▸ **QUOTED TEXT**
______
University systems across the nation have been experimenting with the idea of linking public funding to performance measures for at least the past decade. This gives our state leaders some good footing to build on as they go about creating a system that fits the unique higher education needs of Montana.

Though discussions about performance measures have been taking place in the Montana University System for years, this legislative session brought a formal proposal to tie as-yet-unspecified benchmarks to a portion – about 5 percent, or $7.5 million – of future funding. So far, the idea has received support from nearly every corner; last month, Gov. Steve Bullock, Commissioner of Higher Education Clayton Christian and the entire Joint Appropriations Subcommittee on Education gave their approval to a budget addendum that, for the first time, would make a portion of the university system’s biennial budget dependent on performance.

The reasoning behind their support is sound, and outcomes from other states point to the likely success of such a system in our state. Much more critical – and controversial – will be determining which performance standards to adopt and how best to measure them.

While systemwide performance standards have yet to be determined and defined, they will almost certainly include graduation rates. Bullock made increasing the percentage of college degree holders in Montana an important part of his overall vision in his recent State of the State address. The addendum he and Christian signed specifically mentions “increasing college completions and other related outcomes aimed at accelerating time to degree.”
______
▸ **DATA EXCERPTS**
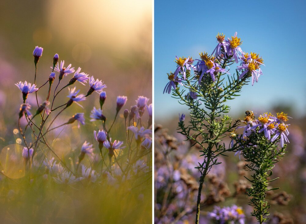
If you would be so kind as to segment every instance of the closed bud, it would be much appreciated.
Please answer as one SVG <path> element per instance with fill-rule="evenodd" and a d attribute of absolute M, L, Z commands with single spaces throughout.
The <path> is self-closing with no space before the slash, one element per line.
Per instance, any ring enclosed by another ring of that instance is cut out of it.
<path fill-rule="evenodd" d="M 102 91 L 100 94 L 100 105 L 102 108 L 102 107 L 104 104 L 104 102 L 106 99 L 106 93 Z"/>

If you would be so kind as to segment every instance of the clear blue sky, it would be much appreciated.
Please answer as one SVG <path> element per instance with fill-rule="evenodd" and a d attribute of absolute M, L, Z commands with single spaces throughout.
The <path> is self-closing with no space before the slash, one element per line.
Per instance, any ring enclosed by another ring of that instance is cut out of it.
<path fill-rule="evenodd" d="M 289 105 L 293 116 L 306 112 L 306 4 L 303 1 L 155 1 L 155 96 L 158 121 L 186 112 L 171 95 L 162 94 L 166 73 L 174 72 L 176 55 L 199 59 L 212 52 L 218 32 L 238 32 L 246 52 L 259 53 L 266 67 L 254 86 L 228 105 L 232 112 L 267 110 Z"/>

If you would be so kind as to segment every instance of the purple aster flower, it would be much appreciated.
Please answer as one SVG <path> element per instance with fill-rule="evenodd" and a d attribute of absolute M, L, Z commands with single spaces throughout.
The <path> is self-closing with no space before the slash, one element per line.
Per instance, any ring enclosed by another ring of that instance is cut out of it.
<path fill-rule="evenodd" d="M 178 77 L 177 77 L 176 78 L 174 79 L 174 75 L 173 73 L 170 73 L 170 74 L 168 74 L 168 79 L 170 81 L 167 83 L 167 85 L 165 87 L 165 89 L 164 89 L 164 92 L 163 93 L 164 94 L 165 91 L 166 91 L 166 93 L 168 93 L 168 94 L 170 94 L 170 93 L 171 92 L 171 89 L 172 87 L 173 87 L 174 89 L 175 90 L 176 89 L 176 85 L 177 83 L 179 84 L 182 86 L 183 85 L 182 83 L 182 79 L 179 79 Z"/>
<path fill-rule="evenodd" d="M 125 96 L 119 96 L 117 97 L 117 108 L 116 108 L 116 110 L 117 112 L 124 106 L 127 100 L 128 97 Z"/>
<path fill-rule="evenodd" d="M 144 127 L 141 127 L 138 129 L 137 127 L 132 126 L 128 127 L 128 129 L 133 132 L 135 135 L 135 139 L 136 141 L 139 140 L 140 141 L 145 135 L 151 134 L 152 134 L 152 130 L 151 129 L 146 129 Z"/>
<path fill-rule="evenodd" d="M 123 144 L 123 142 L 121 141 L 115 140 L 114 142 L 111 143 L 112 138 L 110 139 L 111 143 L 110 143 L 110 142 L 108 140 L 105 141 L 103 143 L 104 146 L 106 149 L 110 149 L 112 148 L 113 149 L 121 149 L 125 147 L 125 146 L 121 147 L 121 146 Z"/>
<path fill-rule="evenodd" d="M 94 131 L 94 137 L 95 139 L 99 142 L 103 143 L 107 139 L 107 136 L 106 132 L 104 130 L 99 130 L 98 134 L 97 132 Z"/>
<path fill-rule="evenodd" d="M 94 148 L 92 148 L 92 144 L 86 141 L 83 144 L 81 148 L 81 152 L 84 154 L 91 155 L 93 153 Z"/>
<path fill-rule="evenodd" d="M 50 160 L 46 159 L 43 163 L 51 175 L 57 174 L 64 171 L 64 167 L 59 163 L 56 164 L 56 160 L 54 160 L 54 157 Z"/>
<path fill-rule="evenodd" d="M 29 158 L 32 157 L 34 151 L 33 148 L 29 149 L 28 150 L 26 147 L 24 147 L 23 149 L 22 149 L 22 157 L 26 159 L 28 159 Z"/>
<path fill-rule="evenodd" d="M 283 123 L 279 124 L 277 130 L 275 135 L 271 139 L 272 142 L 274 141 L 280 135 L 281 145 L 282 147 L 284 147 L 284 144 L 285 141 L 289 142 L 289 140 L 287 136 L 289 134 L 289 131 L 287 129 L 288 125 L 285 125 Z"/>
<path fill-rule="evenodd" d="M 240 41 L 240 39 L 237 37 L 237 32 L 235 32 L 234 36 L 232 36 L 232 39 L 230 39 L 229 38 L 227 38 L 227 40 L 226 41 L 226 55 L 230 56 L 233 55 L 235 59 L 236 63 L 238 63 L 238 58 L 241 59 L 241 54 L 242 54 L 243 53 L 241 48 L 239 46 L 242 43 L 242 42 Z"/>
<path fill-rule="evenodd" d="M 81 68 L 80 67 L 74 73 L 73 77 L 70 80 L 69 85 L 72 85 L 76 82 L 77 81 L 82 85 L 85 85 L 84 83 L 87 83 L 87 80 L 89 79 L 88 77 L 88 75 L 84 72 L 80 72 L 81 71 Z"/>
<path fill-rule="evenodd" d="M 58 72 L 59 72 L 59 76 L 58 78 L 60 80 L 63 79 L 64 75 L 66 76 L 67 75 L 73 73 L 74 72 L 74 67 L 71 68 L 71 64 L 69 64 L 67 68 L 64 67 L 64 64 L 65 63 L 65 61 L 61 61 L 61 64 L 59 66 L 58 66 L 58 62 L 56 66 L 54 68 L 54 70 Z M 53 68 L 52 67 L 50 67 L 51 68 Z"/>
<path fill-rule="evenodd" d="M 57 177 L 54 177 L 54 181 L 59 184 L 70 185 L 75 184 L 83 179 L 83 177 L 76 178 L 72 173 L 64 171 L 58 174 Z"/>
<path fill-rule="evenodd" d="M 94 121 L 97 120 L 105 120 L 106 118 L 102 114 L 102 110 L 100 108 L 96 109 L 95 107 L 94 107 L 93 109 L 91 111 L 90 116 L 92 119 L 91 119 L 90 121 Z"/>
<path fill-rule="evenodd" d="M 184 114 L 182 114 L 182 115 L 181 115 L 180 114 L 178 114 L 179 118 L 180 119 L 180 122 L 181 122 L 185 120 L 185 115 Z"/>
<path fill-rule="evenodd" d="M 55 66 L 56 63 L 58 62 L 58 59 L 59 57 L 58 54 L 55 54 L 53 57 L 53 66 Z"/>
<path fill-rule="evenodd" d="M 66 107 L 70 106 L 74 102 L 77 102 L 80 101 L 82 101 L 86 99 L 86 98 L 85 98 L 85 95 L 84 94 L 80 94 L 78 96 L 77 95 L 77 94 L 79 93 L 79 92 L 80 92 L 80 90 L 79 90 L 77 91 L 76 91 L 75 87 L 71 90 L 69 88 L 68 88 L 68 89 L 69 90 L 69 94 L 67 96 L 67 97 L 69 98 L 70 99 L 69 100 L 69 101 L 67 103 Z M 83 108 L 83 107 L 77 103 L 76 104 L 80 107 Z"/>
<path fill-rule="evenodd" d="M 73 123 L 75 121 L 77 121 L 77 127 L 80 128 L 81 124 L 83 125 L 85 125 L 85 118 L 84 116 L 84 113 L 77 113 L 72 116 L 72 117 L 69 119 L 67 123 L 68 124 Z"/>
<path fill-rule="evenodd" d="M 39 58 L 43 55 L 43 48 L 42 47 L 39 47 L 38 46 L 35 47 L 35 49 L 33 51 L 33 56 L 34 57 L 34 62 L 35 64 L 37 64 L 38 62 L 38 60 Z"/>
<path fill-rule="evenodd" d="M 36 88 L 36 85 L 33 84 L 32 85 L 32 83 L 28 83 L 26 81 L 24 81 L 24 83 L 19 82 L 15 84 L 15 85 L 19 88 L 22 92 L 24 101 L 27 99 L 29 93 L 32 93 L 38 90 L 38 88 Z"/>
<path fill-rule="evenodd" d="M 256 61 L 249 61 L 246 64 L 243 64 L 241 66 L 237 67 L 237 70 L 238 71 L 244 70 L 239 76 L 239 79 L 241 79 L 243 76 L 250 72 L 252 75 L 252 85 L 254 85 L 255 81 L 258 82 L 258 78 L 262 72 L 260 69 L 259 64 Z M 258 69 L 257 70 L 257 69 Z"/>
<path fill-rule="evenodd" d="M 102 91 L 100 93 L 100 105 L 102 108 L 106 99 L 106 93 Z"/>
<path fill-rule="evenodd" d="M 87 94 L 86 96 L 89 96 L 94 91 L 95 91 L 97 93 L 99 93 L 104 88 L 106 88 L 106 85 L 103 84 L 103 83 L 101 80 L 97 79 L 95 81 L 95 78 L 93 76 L 89 78 L 89 86 L 90 88 L 87 92 Z"/>
<path fill-rule="evenodd" d="M 178 57 L 175 56 L 174 61 L 177 64 L 176 69 L 174 72 L 174 79 L 176 79 L 177 77 L 180 72 L 183 74 L 183 77 L 184 79 L 186 79 L 186 69 L 190 70 L 191 66 L 188 63 L 189 58 L 186 58 L 183 57 Z"/>
<path fill-rule="evenodd" d="M 86 168 L 83 164 L 82 165 L 82 175 L 83 178 L 94 183 L 97 181 L 100 175 L 95 171 L 91 170 L 91 167 Z"/>
<path fill-rule="evenodd" d="M 19 118 L 21 118 L 25 113 L 27 113 L 28 116 L 31 118 L 32 114 L 29 110 L 31 108 L 31 105 L 28 103 L 24 103 L 20 105 L 20 111 L 19 112 Z"/>
<path fill-rule="evenodd" d="M 221 50 L 223 50 L 226 53 L 226 46 L 228 45 L 228 44 L 224 41 L 225 35 L 223 35 L 223 33 L 221 34 L 218 33 L 216 37 L 217 38 L 217 42 L 218 42 L 218 43 L 215 50 L 214 50 L 214 51 L 212 52 L 211 54 L 213 54 L 214 52 L 215 51 L 216 53 L 215 54 L 215 57 L 217 57 L 218 56 L 220 56 L 222 53 L 221 51 Z"/>

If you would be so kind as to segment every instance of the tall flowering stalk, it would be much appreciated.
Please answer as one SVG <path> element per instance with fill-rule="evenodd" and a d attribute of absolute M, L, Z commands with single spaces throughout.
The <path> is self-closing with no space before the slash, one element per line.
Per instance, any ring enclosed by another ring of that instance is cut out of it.
<path fill-rule="evenodd" d="M 196 59 L 197 62 L 193 65 L 191 57 L 177 57 L 176 62 L 178 65 L 173 78 L 169 79 L 172 82 L 165 88 L 170 93 L 172 86 L 173 97 L 178 99 L 180 103 L 187 105 L 189 110 L 190 119 L 188 124 L 185 115 L 180 116 L 178 132 L 201 149 L 203 159 L 196 167 L 201 174 L 196 224 L 199 223 L 201 196 L 205 177 L 214 165 L 220 163 L 219 156 L 233 150 L 229 149 L 222 141 L 225 137 L 233 135 L 232 132 L 239 121 L 233 122 L 226 114 L 230 108 L 225 103 L 239 95 L 250 78 L 253 85 L 262 74 L 260 68 L 263 64 L 262 59 L 258 54 L 256 59 L 243 57 L 240 46 L 242 42 L 237 37 L 237 32 L 227 40 L 224 40 L 223 34 L 218 34 L 217 38 L 218 43 L 213 53 L 215 52 L 216 57 L 201 53 L 200 58 Z M 235 63 L 236 72 L 231 75 L 229 66 Z M 185 92 L 188 93 L 186 95 Z"/>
______
▸ **PROBLEMS TO SOLVE**
1. Repeat the part of the performance-funding text between "University systems across" and "needs of Montana.", inclusive, word for word.
2. Decide whether each statement below agrees with the performance-funding text, answering yes or no and quoting the deciding words: (a) The proposal would tie about 5 percent of future funding to benchmarks. (b) The systemwide performance standards have already been defined. (c) Bullock addressed raising the share of college degree holders in his State of the State address.

▸ **ANSWERS**
1.
University systems across the nation have been experimenting with the idea of linking public funding to performance measures for at least the past decade. This gives our state leaders some good footing to build on as they go about creating a system that fits the unique higher education needs of Montana.

2.
(a) Yes: "a portion – about 5 percent, or $7.5 million – of future funding"
(b) No: "systemwide performance standards have yet to be determined and defined"
(c) Yes: "Bullock made increasing the percentage of college degree holders in Montana an important part of his overall vision in his recent State of the State address"